INSTRUCTION |
Quote all of the records below word for word, line by line, and leave the pictures out.

RECORDS PROVIDED |
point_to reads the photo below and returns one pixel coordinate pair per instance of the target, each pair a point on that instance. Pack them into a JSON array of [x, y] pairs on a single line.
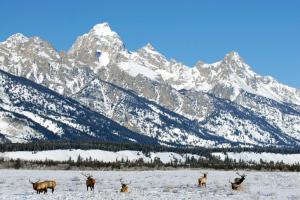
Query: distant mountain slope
[[206, 105], [29, 111]]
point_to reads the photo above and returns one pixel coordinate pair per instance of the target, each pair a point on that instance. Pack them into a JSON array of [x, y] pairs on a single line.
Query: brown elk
[[124, 186], [42, 186], [202, 180], [90, 182], [237, 181]]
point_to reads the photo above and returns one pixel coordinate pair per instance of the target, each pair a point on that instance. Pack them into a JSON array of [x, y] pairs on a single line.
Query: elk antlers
[[87, 175], [123, 183]]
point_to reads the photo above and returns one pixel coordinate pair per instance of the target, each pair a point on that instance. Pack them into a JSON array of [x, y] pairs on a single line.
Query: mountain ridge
[[100, 57]]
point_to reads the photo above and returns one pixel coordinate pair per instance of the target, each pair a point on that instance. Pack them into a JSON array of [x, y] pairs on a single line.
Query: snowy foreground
[[180, 184]]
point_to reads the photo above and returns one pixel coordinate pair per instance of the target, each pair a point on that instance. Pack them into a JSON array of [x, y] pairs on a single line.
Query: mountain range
[[99, 90]]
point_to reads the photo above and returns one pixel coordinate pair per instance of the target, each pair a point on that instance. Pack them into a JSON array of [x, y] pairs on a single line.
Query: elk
[[90, 182], [237, 181], [124, 186], [43, 186], [202, 180]]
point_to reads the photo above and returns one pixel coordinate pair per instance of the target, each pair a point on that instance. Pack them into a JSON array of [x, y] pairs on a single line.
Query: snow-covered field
[[100, 155], [180, 184], [266, 157]]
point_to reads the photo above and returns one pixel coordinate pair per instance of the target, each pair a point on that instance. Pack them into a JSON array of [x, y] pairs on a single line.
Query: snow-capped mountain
[[29, 111], [204, 105]]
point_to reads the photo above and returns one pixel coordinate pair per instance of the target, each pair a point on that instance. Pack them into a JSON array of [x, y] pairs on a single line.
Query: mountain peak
[[233, 56], [17, 38], [103, 29], [149, 46]]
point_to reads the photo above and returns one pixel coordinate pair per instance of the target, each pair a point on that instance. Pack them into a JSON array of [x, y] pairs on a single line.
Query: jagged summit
[[149, 46], [144, 91], [233, 56], [17, 38], [103, 29]]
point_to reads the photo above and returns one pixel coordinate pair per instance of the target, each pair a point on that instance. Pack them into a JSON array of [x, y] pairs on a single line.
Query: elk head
[[124, 186]]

EXERCISE ANSWER |
point_to reads the photo below and returns one pixel coordinate pair per instance of the target, each pair a point on that instance. Pack them into a JSON array of [x, y] pairs on a single line.
Query: distant mountain slope
[[206, 105], [29, 111]]
point_to reads the photo above and returns one pixel coordinate pair per instance of the target, each pair a point on that instance. Pack them into a JSON array of [x, y] pairs on a single line.
Query: brown elk
[[124, 186], [42, 186], [202, 180], [90, 182], [237, 181]]
point_to reads the photo above and returns one pixel coordinate pair per instance of the target, each pair a point on that instance. Pack them into a JSON array of [x, y] pairs on a single line.
Query: elk antlers
[[87, 175], [123, 183]]
point_to reads the photo above and returns one pixel coordinate pair per instance of the target, each pair a point on that instance. Pack them into a JSON array of [x, y] pairs on a single line.
Query: mountain ridge
[[100, 57]]
point_to reads the photo above and returns one pixel coordinate pair per instance of the target, each pair a point on that instance. Pack them into a JSON array of [x, y] pairs on a single line.
Query: snowy foreground
[[180, 184]]
point_to reads the photo above and returns one pixel coordinate pair per instance of the target, each pair a point on that instance. Pack them into a JSON array of [x, y] pairs on a single line.
Query: mountain range
[[99, 90]]
point_to reads the photo above and returns one pixel coordinate pair per instance of the target, each pair a point on that instance. Pack them into a JSON array of [x, y] pairs on a single line.
Query: elk
[[90, 182], [237, 181], [124, 186], [43, 186], [202, 180]]
point_to reads the photo above and returns one pixel coordinate pair per instance of the target, each pair a point on that instance. Pack them into a JSON array of [x, y] pairs on a single line.
Query: snow-covered field
[[100, 155], [180, 184], [266, 157]]
point_to reads the photo above and returns one pixel coordinate pair per instance of the target, each pair a point on that instance. Pack them into a JSON array of [x, y] pairs on a single line.
Query: snow-capped mountain
[[29, 111], [204, 105]]
point_to reads the photo above and returns one pixel coordinate pair per instance of the target, each pair a point on that instance. Pack them into a JSON array of [x, y] pairs on a single line.
Query: mountain peak
[[233, 56], [17, 38], [103, 29], [149, 46]]
point_to reads the photo above and returns one pixel coordinate pair per instance of the target, each pair a point on that instance. Pack them into a JSON array of [x, y] pairs on a single line.
Query: jagged summit
[[149, 46], [144, 91], [233, 56], [17, 38], [103, 29]]
point_to reads the photo above and returns one pixel coordinate pair per instance of the target, each pair a point on that instance. Pack them into a JSON array of [x, y] pairs on a single line.
Query: elk head
[[124, 186]]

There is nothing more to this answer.